Input data:
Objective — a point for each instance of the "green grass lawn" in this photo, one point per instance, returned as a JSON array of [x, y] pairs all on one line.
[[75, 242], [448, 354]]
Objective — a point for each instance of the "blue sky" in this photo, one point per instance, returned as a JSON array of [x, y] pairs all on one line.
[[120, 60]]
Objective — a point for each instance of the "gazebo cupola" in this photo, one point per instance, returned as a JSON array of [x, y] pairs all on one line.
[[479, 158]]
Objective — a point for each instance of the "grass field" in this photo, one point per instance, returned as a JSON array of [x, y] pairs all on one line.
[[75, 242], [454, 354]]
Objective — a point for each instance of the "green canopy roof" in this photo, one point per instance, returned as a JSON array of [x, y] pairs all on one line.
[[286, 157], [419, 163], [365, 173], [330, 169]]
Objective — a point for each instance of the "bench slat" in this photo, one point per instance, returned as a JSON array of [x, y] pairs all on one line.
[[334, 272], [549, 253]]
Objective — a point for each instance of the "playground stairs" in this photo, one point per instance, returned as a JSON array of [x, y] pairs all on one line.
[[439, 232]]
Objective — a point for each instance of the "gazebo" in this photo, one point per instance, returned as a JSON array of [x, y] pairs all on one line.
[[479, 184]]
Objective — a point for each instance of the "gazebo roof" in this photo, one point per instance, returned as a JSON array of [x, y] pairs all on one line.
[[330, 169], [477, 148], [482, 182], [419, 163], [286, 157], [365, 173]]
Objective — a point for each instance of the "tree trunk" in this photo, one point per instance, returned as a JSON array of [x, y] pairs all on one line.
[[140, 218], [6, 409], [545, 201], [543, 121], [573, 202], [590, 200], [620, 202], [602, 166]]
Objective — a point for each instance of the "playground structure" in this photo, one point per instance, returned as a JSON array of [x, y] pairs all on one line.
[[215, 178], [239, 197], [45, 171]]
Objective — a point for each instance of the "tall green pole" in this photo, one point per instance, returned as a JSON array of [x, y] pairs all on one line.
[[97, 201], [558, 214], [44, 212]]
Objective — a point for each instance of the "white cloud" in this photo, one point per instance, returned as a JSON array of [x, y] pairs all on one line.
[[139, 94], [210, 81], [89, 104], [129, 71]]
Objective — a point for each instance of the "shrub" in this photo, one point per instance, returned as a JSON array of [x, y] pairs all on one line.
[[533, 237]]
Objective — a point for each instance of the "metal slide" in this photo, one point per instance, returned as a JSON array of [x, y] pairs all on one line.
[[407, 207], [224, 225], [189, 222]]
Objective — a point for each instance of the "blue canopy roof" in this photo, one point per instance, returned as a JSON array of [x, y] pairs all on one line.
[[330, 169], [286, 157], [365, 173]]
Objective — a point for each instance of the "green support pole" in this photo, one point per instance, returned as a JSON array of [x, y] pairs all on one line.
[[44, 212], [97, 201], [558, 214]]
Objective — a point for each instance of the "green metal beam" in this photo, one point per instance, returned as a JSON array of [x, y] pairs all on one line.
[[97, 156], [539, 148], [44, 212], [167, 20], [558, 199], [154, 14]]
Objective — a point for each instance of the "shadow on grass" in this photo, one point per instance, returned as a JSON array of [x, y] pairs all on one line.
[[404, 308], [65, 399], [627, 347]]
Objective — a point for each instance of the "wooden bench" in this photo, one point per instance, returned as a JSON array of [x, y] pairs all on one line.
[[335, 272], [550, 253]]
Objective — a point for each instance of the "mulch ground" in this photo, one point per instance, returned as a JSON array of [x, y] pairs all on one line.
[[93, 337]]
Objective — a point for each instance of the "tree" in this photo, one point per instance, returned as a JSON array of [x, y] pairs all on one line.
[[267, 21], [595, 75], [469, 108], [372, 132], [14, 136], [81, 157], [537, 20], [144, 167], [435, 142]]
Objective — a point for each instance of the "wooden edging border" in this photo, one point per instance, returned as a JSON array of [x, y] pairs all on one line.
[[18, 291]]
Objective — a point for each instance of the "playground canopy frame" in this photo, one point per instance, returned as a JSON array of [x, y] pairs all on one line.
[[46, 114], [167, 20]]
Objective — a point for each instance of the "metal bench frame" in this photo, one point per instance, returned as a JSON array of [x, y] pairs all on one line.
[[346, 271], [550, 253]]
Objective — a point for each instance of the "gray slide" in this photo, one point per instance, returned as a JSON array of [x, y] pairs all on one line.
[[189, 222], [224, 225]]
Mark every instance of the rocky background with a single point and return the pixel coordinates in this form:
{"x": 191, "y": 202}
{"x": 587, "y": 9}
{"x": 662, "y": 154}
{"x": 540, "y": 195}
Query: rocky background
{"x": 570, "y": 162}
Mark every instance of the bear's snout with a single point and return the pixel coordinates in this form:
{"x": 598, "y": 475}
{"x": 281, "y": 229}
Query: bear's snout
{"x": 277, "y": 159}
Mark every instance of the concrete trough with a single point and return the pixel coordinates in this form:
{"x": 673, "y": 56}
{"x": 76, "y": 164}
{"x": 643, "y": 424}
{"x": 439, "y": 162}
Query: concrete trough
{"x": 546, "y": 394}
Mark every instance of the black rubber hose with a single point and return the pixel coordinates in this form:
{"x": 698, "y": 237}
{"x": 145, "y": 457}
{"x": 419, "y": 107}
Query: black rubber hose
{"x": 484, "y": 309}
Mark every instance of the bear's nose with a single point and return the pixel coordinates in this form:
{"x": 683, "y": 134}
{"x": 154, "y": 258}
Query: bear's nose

Work instruction: Nothing but a number is asked for: how many lines of the records contain the word "every"?

Written response: 5